**RECORDS TO PROCESS:**
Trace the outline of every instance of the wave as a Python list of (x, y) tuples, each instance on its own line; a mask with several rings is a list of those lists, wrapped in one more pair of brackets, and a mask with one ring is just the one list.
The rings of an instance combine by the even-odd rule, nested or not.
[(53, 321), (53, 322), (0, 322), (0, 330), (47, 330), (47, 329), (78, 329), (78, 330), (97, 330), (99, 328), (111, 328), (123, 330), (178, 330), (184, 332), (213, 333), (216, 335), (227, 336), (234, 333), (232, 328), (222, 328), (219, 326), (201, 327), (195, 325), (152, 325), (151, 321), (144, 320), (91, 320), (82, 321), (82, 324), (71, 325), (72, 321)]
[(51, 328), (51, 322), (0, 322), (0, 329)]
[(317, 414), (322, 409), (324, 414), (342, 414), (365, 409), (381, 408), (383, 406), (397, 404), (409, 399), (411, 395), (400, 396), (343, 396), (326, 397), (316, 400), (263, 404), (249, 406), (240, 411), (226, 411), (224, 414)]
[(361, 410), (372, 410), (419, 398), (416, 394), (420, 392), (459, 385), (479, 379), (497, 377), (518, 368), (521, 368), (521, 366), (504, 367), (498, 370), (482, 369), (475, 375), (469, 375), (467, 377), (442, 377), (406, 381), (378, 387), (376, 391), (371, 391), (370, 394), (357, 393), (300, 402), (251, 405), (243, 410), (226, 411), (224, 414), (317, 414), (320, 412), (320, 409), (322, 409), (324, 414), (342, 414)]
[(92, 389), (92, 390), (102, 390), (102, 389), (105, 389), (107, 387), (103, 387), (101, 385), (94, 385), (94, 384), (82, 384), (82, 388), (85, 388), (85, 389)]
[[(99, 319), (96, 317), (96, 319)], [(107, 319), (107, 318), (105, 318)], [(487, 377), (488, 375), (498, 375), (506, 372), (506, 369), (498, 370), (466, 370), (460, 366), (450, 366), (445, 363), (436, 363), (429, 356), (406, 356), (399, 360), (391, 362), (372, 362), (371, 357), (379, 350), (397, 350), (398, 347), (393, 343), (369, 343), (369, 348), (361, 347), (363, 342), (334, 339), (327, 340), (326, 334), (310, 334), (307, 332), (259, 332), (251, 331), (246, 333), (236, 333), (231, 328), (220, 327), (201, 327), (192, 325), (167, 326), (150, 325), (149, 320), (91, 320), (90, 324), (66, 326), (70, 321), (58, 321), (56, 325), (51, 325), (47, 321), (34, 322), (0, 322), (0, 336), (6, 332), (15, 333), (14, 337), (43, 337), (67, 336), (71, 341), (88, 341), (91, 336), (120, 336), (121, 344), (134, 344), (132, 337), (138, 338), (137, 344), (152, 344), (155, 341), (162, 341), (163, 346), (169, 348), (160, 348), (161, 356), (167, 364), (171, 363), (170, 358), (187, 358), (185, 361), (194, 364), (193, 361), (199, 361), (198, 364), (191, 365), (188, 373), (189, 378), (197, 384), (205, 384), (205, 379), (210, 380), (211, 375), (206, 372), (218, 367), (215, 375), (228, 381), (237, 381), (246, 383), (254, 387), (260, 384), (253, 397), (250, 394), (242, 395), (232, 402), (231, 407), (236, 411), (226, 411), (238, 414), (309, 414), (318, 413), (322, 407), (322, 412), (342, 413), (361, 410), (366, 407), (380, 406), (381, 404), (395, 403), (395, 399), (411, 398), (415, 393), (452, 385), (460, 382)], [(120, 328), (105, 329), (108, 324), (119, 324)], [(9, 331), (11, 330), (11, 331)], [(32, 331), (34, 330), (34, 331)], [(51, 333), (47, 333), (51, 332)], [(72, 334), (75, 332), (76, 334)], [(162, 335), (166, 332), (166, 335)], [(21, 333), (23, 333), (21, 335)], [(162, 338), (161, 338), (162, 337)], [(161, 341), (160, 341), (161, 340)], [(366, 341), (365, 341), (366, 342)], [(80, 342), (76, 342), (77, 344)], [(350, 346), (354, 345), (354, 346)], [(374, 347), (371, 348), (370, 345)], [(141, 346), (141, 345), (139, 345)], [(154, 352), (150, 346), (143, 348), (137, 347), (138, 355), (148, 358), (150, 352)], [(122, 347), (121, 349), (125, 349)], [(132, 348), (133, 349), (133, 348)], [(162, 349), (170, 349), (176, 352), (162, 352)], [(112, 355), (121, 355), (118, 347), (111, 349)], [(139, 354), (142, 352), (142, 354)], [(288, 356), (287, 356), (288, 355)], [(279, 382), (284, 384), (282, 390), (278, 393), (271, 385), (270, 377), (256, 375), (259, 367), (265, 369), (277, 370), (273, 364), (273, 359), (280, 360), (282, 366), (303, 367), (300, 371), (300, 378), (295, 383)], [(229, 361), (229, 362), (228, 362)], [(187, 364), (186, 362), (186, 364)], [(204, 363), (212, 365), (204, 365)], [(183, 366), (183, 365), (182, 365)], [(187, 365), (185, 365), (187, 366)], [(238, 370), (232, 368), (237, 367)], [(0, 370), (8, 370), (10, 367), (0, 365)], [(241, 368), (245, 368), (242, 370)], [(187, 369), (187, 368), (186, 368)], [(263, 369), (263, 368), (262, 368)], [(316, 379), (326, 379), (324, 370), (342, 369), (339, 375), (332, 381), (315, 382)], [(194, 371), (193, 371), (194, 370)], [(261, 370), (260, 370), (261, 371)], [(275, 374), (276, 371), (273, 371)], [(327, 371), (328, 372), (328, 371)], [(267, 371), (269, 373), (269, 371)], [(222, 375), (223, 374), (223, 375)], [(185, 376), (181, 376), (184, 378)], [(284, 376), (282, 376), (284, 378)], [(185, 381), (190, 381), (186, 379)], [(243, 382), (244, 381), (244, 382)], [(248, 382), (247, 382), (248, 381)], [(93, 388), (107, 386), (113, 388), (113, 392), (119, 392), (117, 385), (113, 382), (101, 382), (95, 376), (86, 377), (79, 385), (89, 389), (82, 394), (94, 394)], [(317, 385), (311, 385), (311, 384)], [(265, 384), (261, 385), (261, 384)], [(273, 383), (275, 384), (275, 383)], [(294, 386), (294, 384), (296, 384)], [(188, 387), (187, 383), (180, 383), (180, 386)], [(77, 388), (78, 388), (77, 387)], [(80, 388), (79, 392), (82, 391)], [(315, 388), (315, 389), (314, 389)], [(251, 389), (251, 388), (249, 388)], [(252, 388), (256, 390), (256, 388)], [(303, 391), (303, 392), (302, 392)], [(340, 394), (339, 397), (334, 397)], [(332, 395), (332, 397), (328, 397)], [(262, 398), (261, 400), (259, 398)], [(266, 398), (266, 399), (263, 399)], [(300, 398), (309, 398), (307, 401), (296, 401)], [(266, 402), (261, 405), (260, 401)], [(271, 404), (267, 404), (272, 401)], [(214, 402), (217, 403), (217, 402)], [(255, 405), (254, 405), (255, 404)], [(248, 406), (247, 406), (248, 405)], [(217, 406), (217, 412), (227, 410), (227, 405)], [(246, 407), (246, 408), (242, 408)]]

**TASK DESCRIPTION:**
All the data above is to be given again, exactly.

**OUTPUT OF THE EXERCISE:**
Trace the outline of every instance of the wave as a Python list of (x, y) tuples, each instance on its own line; a mask with several rings is a list of those lists, wrapped in one more pair of brackets, and a mask with one ring is just the one list.
The rings of an instance combine by the even-odd rule, nested or not.
[(53, 321), (53, 322), (0, 322), (0, 330), (47, 330), (47, 329), (78, 329), (78, 330), (97, 330), (99, 328), (111, 328), (123, 330), (178, 330), (184, 332), (213, 333), (216, 335), (227, 336), (234, 333), (232, 328), (222, 328), (219, 326), (201, 327), (195, 325), (152, 325), (151, 321), (144, 320), (91, 320), (82, 321), (82, 324), (71, 325), (72, 321)]
[(51, 328), (51, 322), (0, 322), (0, 329)]
[(317, 414), (322, 409), (324, 414), (342, 414), (365, 409), (381, 408), (383, 406), (397, 404), (409, 399), (411, 395), (400, 396), (343, 396), (326, 397), (316, 400), (263, 404), (249, 406), (240, 411), (226, 411), (224, 414)]
[(361, 410), (372, 410), (419, 398), (416, 394), (420, 392), (459, 385), (479, 379), (497, 377), (518, 368), (521, 368), (521, 366), (504, 367), (498, 370), (482, 369), (475, 375), (469, 375), (467, 377), (442, 377), (406, 381), (378, 387), (376, 391), (371, 391), (370, 394), (357, 393), (300, 402), (251, 405), (243, 410), (226, 411), (224, 414), (317, 414), (320, 412), (320, 409), (322, 409), (324, 414), (342, 414)]
[(92, 389), (92, 390), (102, 390), (102, 389), (105, 389), (107, 387), (103, 387), (101, 385), (94, 385), (94, 384), (82, 384), (82, 388), (85, 388), (85, 389)]
[[(99, 319), (96, 317), (96, 319)], [(107, 319), (107, 318), (105, 318)], [(487, 377), (488, 375), (498, 375), (506, 372), (506, 369), (498, 370), (466, 370), (460, 366), (450, 366), (445, 363), (436, 363), (429, 356), (406, 356), (399, 360), (391, 362), (372, 362), (371, 357), (379, 350), (397, 350), (398, 347), (393, 343), (369, 343), (369, 348), (361, 347), (363, 342), (334, 339), (327, 340), (326, 334), (310, 334), (307, 332), (259, 332), (251, 331), (246, 333), (236, 333), (231, 328), (220, 327), (201, 327), (192, 325), (167, 326), (150, 325), (149, 320), (91, 320), (90, 324), (66, 326), (70, 321), (58, 321), (56, 325), (51, 325), (47, 321), (34, 322), (0, 322), (0, 336), (6, 332), (15, 333), (14, 337), (43, 337), (67, 336), (71, 341), (88, 341), (91, 336), (120, 336), (121, 344), (134, 344), (132, 337), (138, 338), (137, 344), (152, 344), (155, 341), (162, 341), (163, 346), (169, 348), (160, 348), (161, 356), (167, 364), (171, 363), (170, 358), (187, 358), (185, 361), (194, 364), (193, 361), (199, 361), (198, 364), (191, 365), (188, 373), (189, 378), (197, 384), (205, 384), (205, 379), (210, 380), (211, 375), (206, 372), (218, 367), (215, 375), (228, 381), (237, 381), (246, 383), (254, 387), (260, 384), (253, 397), (250, 394), (242, 395), (232, 402), (231, 407), (236, 411), (226, 411), (238, 414), (309, 414), (318, 413), (322, 407), (322, 412), (342, 413), (361, 410), (366, 407), (380, 406), (381, 404), (395, 403), (395, 399), (411, 398), (415, 393), (452, 385), (460, 382)], [(120, 328), (105, 329), (108, 324), (119, 324)], [(9, 331), (11, 330), (11, 331)], [(32, 331), (34, 330), (34, 331)], [(51, 333), (47, 333), (51, 332)], [(72, 334), (75, 332), (76, 334)], [(162, 335), (166, 332), (166, 335)], [(21, 333), (23, 333), (21, 335)], [(162, 338), (161, 338), (162, 337)], [(161, 341), (160, 341), (161, 340)], [(366, 341), (365, 341), (366, 342)], [(80, 342), (76, 342), (77, 344)], [(350, 346), (354, 345), (354, 346)], [(374, 347), (371, 348), (370, 345)], [(141, 346), (141, 345), (139, 345)], [(154, 352), (150, 346), (143, 348), (137, 347), (138, 355), (148, 358), (150, 352)], [(122, 347), (121, 349), (125, 349)], [(132, 348), (133, 349), (133, 348)], [(162, 349), (170, 349), (176, 352), (162, 352)], [(112, 355), (121, 355), (118, 347), (111, 349)], [(139, 354), (142, 352), (142, 354)], [(288, 356), (287, 356), (288, 355)], [(279, 382), (284, 384), (282, 390), (278, 393), (271, 385), (270, 377), (256, 375), (259, 367), (265, 369), (277, 370), (273, 364), (273, 359), (280, 360), (282, 366), (303, 367), (300, 371), (300, 378), (295, 383)], [(229, 361), (229, 362), (228, 362)], [(187, 364), (186, 362), (186, 364)], [(204, 363), (212, 365), (204, 365)], [(183, 366), (183, 365), (182, 365)], [(187, 365), (185, 365), (187, 366)], [(238, 370), (232, 368), (237, 367)], [(0, 370), (8, 370), (10, 367), (0, 365)], [(241, 368), (245, 368), (242, 370)], [(187, 369), (187, 368), (186, 368)], [(263, 369), (263, 368), (262, 368)], [(316, 379), (326, 379), (324, 370), (342, 369), (339, 375), (332, 381), (315, 382)], [(194, 371), (193, 371), (194, 370)], [(261, 370), (260, 370), (261, 371)], [(275, 374), (276, 371), (273, 371)], [(327, 371), (328, 372), (328, 371)], [(267, 371), (269, 373), (269, 371)], [(222, 375), (223, 374), (223, 375)], [(185, 376), (181, 376), (184, 378)], [(284, 376), (282, 376), (284, 378)], [(185, 381), (190, 381), (186, 379)], [(243, 382), (244, 381), (244, 382)], [(248, 382), (247, 382), (248, 381)], [(93, 388), (107, 386), (113, 388), (113, 392), (119, 392), (117, 385), (113, 382), (101, 382), (95, 376), (86, 377), (79, 385), (89, 389), (82, 394), (94, 394)], [(317, 385), (311, 385), (311, 384)], [(265, 384), (261, 385), (261, 384)], [(273, 383), (275, 384), (275, 383)], [(294, 386), (294, 384), (296, 384)], [(188, 387), (187, 383), (180, 383), (180, 386)], [(77, 388), (78, 388), (77, 387)], [(80, 388), (79, 392), (82, 391)], [(315, 388), (315, 389), (314, 389)], [(251, 389), (251, 388), (249, 388)], [(252, 388), (256, 390), (256, 388)], [(303, 391), (303, 392), (302, 392)], [(340, 394), (339, 397), (334, 397)], [(332, 395), (332, 397), (328, 397)], [(262, 398), (261, 400), (259, 398)], [(266, 398), (266, 399), (263, 399)], [(300, 398), (309, 398), (307, 401), (296, 401)], [(266, 402), (261, 405), (260, 401)], [(271, 404), (267, 404), (272, 401)], [(214, 402), (217, 403), (217, 402)], [(255, 405), (254, 405), (255, 404)], [(248, 406), (247, 406), (248, 405)], [(217, 406), (217, 412), (227, 410), (227, 405)], [(246, 407), (246, 408), (242, 408)]]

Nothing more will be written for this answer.